### The request
In the passage below on Chinese-owned German companies, what practice was common at many Sino-foreign joint ventures founded after the Reform and Opening-up Policy began?
START Source
Fig. 11.3 Trust Index—World Value Survey (share of people who agree with the statement “most people can be trusted”). Source: Trust—World Value Survey

Youjun assumes overall responsibility for operations, supported by a diverse European management team. In all three cases, the Chinese mother company refrained from parachuting managers to the German entities on the ground of not wanting to interfere with daily operations. Chinese managers know from their own experience that management should be driven by outcome, not by formality. At many Sino-foreign joint ventures founded after the introduction of the Reform and Opening-up Policy, it used to be common practice to appoint one Chinese manager and one foreign manager in each department within the company. In hindsight, the dual-management structure was not a good idea, as management efficacy and efficiency suffered from red tape and mistrust. The Chinese acquirers learned from this lesson and granted the local management team considerable latitude to exercise managerial discretion. The total number of representatives from the Chinese investor is always limited, no matter what roles they play within the company. One could argue that the Chinese had no option but let the incumbent team run the business in the absence of skilled Chinese managers. An alternative but tempting theory is that the Chinese are simply more trusting, as a world value survey on trust attitudes of different nationalities shows (Fig. 11.3).
END Source
START Provided records
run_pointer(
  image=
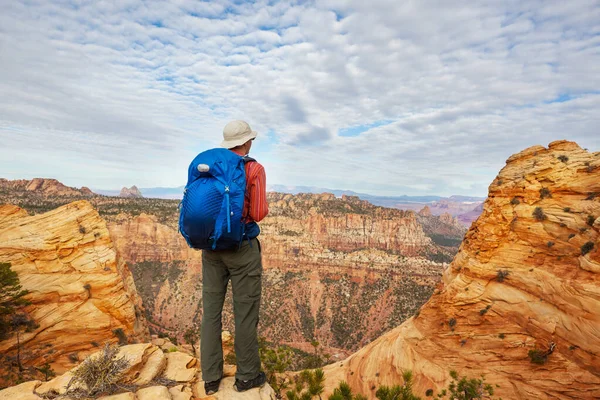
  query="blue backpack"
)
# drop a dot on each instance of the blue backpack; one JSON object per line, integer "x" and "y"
{"x": 210, "y": 215}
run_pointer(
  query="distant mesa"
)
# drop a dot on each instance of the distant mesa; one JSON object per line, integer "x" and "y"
{"x": 132, "y": 192}
{"x": 425, "y": 211}
{"x": 82, "y": 292}
{"x": 519, "y": 303}
{"x": 45, "y": 187}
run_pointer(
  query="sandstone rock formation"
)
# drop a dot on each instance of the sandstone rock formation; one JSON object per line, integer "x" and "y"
{"x": 330, "y": 265}
{"x": 42, "y": 186}
{"x": 526, "y": 279}
{"x": 175, "y": 376}
{"x": 131, "y": 192}
{"x": 81, "y": 291}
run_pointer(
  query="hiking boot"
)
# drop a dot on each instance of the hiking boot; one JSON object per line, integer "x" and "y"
{"x": 242, "y": 386}
{"x": 212, "y": 387}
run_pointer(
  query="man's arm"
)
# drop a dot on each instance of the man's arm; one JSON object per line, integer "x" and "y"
{"x": 259, "y": 208}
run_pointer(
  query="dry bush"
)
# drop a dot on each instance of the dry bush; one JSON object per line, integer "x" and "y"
{"x": 98, "y": 374}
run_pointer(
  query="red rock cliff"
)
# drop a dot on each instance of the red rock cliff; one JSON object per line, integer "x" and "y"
{"x": 527, "y": 277}
{"x": 80, "y": 289}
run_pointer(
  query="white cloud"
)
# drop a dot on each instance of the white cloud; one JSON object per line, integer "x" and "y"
{"x": 134, "y": 89}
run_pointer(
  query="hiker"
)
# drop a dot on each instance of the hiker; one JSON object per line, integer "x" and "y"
{"x": 230, "y": 250}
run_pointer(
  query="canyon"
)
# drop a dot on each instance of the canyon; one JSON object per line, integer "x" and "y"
{"x": 338, "y": 271}
{"x": 81, "y": 292}
{"x": 519, "y": 303}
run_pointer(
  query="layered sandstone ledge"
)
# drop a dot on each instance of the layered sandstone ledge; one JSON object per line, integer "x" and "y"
{"x": 523, "y": 280}
{"x": 81, "y": 291}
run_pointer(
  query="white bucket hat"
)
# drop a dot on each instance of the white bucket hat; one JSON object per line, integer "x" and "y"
{"x": 236, "y": 133}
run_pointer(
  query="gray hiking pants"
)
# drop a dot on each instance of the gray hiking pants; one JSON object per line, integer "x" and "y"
{"x": 244, "y": 268}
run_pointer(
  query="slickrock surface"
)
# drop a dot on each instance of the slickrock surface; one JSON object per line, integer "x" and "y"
{"x": 81, "y": 291}
{"x": 545, "y": 297}
{"x": 156, "y": 385}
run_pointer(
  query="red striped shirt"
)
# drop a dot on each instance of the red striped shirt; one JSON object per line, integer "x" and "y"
{"x": 255, "y": 204}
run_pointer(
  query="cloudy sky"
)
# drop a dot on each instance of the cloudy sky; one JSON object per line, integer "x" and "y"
{"x": 380, "y": 96}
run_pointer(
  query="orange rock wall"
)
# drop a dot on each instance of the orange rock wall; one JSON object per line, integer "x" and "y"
{"x": 549, "y": 299}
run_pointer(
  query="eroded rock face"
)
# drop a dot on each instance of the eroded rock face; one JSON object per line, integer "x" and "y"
{"x": 330, "y": 265}
{"x": 81, "y": 291}
{"x": 527, "y": 277}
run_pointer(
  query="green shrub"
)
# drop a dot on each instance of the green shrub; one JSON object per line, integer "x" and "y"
{"x": 468, "y": 389}
{"x": 590, "y": 220}
{"x": 308, "y": 384}
{"x": 12, "y": 296}
{"x": 120, "y": 334}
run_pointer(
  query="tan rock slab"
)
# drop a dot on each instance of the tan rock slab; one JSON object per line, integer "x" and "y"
{"x": 181, "y": 367}
{"x": 58, "y": 384}
{"x": 24, "y": 391}
{"x": 120, "y": 396}
{"x": 154, "y": 365}
{"x": 181, "y": 392}
{"x": 154, "y": 393}
{"x": 229, "y": 370}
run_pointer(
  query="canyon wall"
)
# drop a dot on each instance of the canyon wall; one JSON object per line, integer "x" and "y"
{"x": 81, "y": 292}
{"x": 520, "y": 302}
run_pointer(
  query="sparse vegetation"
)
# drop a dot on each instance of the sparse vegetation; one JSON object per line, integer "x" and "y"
{"x": 47, "y": 371}
{"x": 275, "y": 361}
{"x": 538, "y": 214}
{"x": 467, "y": 389}
{"x": 307, "y": 385}
{"x": 590, "y": 220}
{"x": 98, "y": 374}
{"x": 12, "y": 296}
{"x": 586, "y": 248}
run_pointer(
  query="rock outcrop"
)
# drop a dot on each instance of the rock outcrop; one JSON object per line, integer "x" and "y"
{"x": 81, "y": 292}
{"x": 150, "y": 374}
{"x": 330, "y": 265}
{"x": 525, "y": 286}
{"x": 131, "y": 192}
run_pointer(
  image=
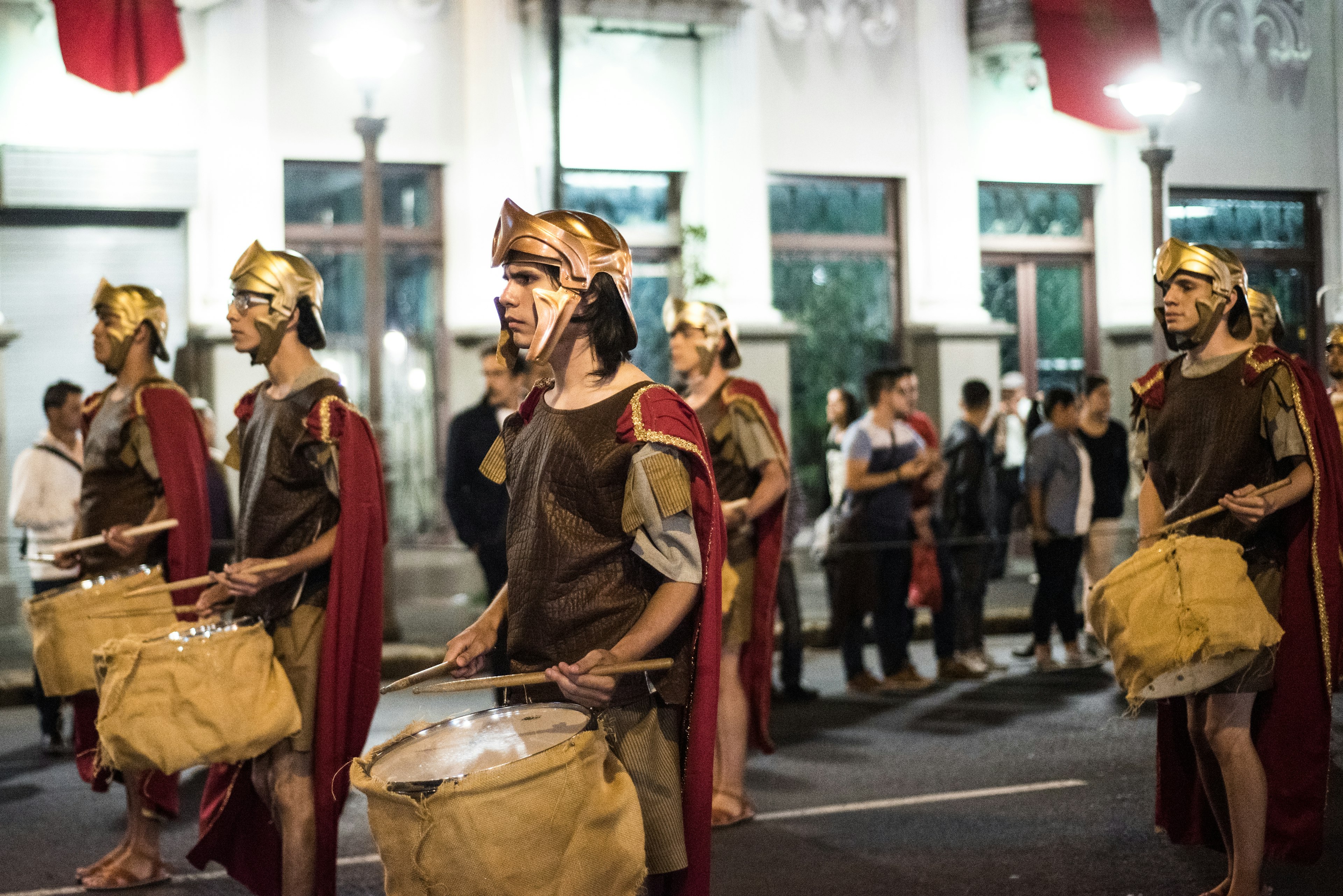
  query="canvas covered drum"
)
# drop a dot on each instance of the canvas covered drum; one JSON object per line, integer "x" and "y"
{"x": 1181, "y": 616}
{"x": 193, "y": 696}
{"x": 69, "y": 624}
{"x": 523, "y": 800}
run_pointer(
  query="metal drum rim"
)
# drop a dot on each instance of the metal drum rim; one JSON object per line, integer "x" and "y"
{"x": 434, "y": 784}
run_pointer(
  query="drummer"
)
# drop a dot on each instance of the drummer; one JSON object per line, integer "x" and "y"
{"x": 310, "y": 494}
{"x": 144, "y": 461}
{"x": 1220, "y": 420}
{"x": 613, "y": 530}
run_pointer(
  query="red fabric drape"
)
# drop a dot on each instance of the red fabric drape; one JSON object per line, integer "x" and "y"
{"x": 120, "y": 45}
{"x": 1291, "y": 723}
{"x": 1091, "y": 43}
{"x": 756, "y": 661}
{"x": 235, "y": 828}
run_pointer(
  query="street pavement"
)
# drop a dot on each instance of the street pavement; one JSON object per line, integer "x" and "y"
{"x": 1068, "y": 808}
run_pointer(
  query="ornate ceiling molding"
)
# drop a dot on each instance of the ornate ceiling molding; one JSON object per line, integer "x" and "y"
{"x": 1250, "y": 31}
{"x": 879, "y": 21}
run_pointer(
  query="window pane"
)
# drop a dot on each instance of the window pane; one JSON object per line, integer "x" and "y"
{"x": 652, "y": 354}
{"x": 1039, "y": 212}
{"x": 622, "y": 198}
{"x": 1240, "y": 223}
{"x": 1288, "y": 288}
{"x": 1059, "y": 327}
{"x": 837, "y": 301}
{"x": 999, "y": 284}
{"x": 828, "y": 206}
{"x": 319, "y": 193}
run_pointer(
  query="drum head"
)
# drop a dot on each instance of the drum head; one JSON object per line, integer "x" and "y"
{"x": 476, "y": 742}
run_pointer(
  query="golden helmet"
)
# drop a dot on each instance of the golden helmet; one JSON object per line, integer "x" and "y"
{"x": 1229, "y": 291}
{"x": 581, "y": 246}
{"x": 292, "y": 284}
{"x": 720, "y": 334}
{"x": 131, "y": 306}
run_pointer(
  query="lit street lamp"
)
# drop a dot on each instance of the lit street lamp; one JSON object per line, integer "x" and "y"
{"x": 369, "y": 53}
{"x": 1153, "y": 99}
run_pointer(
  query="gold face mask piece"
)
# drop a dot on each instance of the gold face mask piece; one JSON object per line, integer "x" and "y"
{"x": 288, "y": 280}
{"x": 581, "y": 246}
{"x": 124, "y": 309}
{"x": 1228, "y": 295}
{"x": 719, "y": 332}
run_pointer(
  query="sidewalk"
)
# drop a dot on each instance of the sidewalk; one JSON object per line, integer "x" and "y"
{"x": 440, "y": 592}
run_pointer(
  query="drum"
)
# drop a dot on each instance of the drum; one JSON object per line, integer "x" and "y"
{"x": 1181, "y": 616}
{"x": 69, "y": 624}
{"x": 193, "y": 696}
{"x": 523, "y": 800}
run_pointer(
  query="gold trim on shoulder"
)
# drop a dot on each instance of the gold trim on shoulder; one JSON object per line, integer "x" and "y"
{"x": 495, "y": 467}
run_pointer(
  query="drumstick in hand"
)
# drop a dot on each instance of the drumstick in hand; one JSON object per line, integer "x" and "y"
{"x": 539, "y": 678}
{"x": 201, "y": 580}
{"x": 94, "y": 540}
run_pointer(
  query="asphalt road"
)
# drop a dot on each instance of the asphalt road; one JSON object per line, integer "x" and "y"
{"x": 1067, "y": 812}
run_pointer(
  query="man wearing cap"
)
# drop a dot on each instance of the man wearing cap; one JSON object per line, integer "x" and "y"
{"x": 144, "y": 461}
{"x": 614, "y": 531}
{"x": 1212, "y": 425}
{"x": 310, "y": 495}
{"x": 751, "y": 469}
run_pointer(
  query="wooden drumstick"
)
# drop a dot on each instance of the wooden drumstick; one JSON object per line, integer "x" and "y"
{"x": 1213, "y": 511}
{"x": 94, "y": 540}
{"x": 201, "y": 580}
{"x": 539, "y": 678}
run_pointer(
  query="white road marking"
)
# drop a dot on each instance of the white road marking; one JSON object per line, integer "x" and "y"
{"x": 182, "y": 879}
{"x": 915, "y": 801}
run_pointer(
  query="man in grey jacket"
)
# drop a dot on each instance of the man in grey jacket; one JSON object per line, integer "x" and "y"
{"x": 1060, "y": 492}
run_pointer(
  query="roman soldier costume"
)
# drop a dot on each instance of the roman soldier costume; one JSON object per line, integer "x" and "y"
{"x": 1207, "y": 429}
{"x": 607, "y": 503}
{"x": 308, "y": 463}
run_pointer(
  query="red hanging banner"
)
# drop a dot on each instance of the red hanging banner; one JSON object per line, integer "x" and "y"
{"x": 120, "y": 45}
{"x": 1091, "y": 43}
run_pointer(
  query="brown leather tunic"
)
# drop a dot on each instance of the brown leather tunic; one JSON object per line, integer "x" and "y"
{"x": 284, "y": 500}
{"x": 1204, "y": 443}
{"x": 115, "y": 492}
{"x": 575, "y": 585}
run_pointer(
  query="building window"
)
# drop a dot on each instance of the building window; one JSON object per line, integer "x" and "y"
{"x": 1278, "y": 236}
{"x": 645, "y": 206}
{"x": 324, "y": 220}
{"x": 1039, "y": 273}
{"x": 836, "y": 274}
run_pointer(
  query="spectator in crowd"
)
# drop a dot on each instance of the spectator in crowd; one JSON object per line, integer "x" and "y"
{"x": 967, "y": 520}
{"x": 217, "y": 484}
{"x": 786, "y": 598}
{"x": 884, "y": 457}
{"x": 929, "y": 527}
{"x": 1106, "y": 441}
{"x": 1009, "y": 444}
{"x": 43, "y": 499}
{"x": 1060, "y": 492}
{"x": 477, "y": 506}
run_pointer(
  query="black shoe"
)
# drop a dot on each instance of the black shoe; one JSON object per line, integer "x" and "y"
{"x": 797, "y": 695}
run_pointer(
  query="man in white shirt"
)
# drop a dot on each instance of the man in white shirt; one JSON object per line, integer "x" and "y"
{"x": 43, "y": 496}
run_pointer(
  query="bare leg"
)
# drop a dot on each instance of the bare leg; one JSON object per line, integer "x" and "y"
{"x": 285, "y": 781}
{"x": 140, "y": 858}
{"x": 730, "y": 755}
{"x": 1228, "y": 729}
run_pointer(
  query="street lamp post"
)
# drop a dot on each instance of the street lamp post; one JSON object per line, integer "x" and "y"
{"x": 1153, "y": 99}
{"x": 369, "y": 53}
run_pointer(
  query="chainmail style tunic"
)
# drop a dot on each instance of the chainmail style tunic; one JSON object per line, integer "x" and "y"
{"x": 288, "y": 496}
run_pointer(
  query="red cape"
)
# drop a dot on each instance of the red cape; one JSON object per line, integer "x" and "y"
{"x": 758, "y": 655}
{"x": 235, "y": 827}
{"x": 182, "y": 457}
{"x": 1291, "y": 723}
{"x": 657, "y": 414}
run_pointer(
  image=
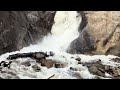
END Provided records
### Final answer
Appointing one Chinese manager and one foreign manager in each department within the company.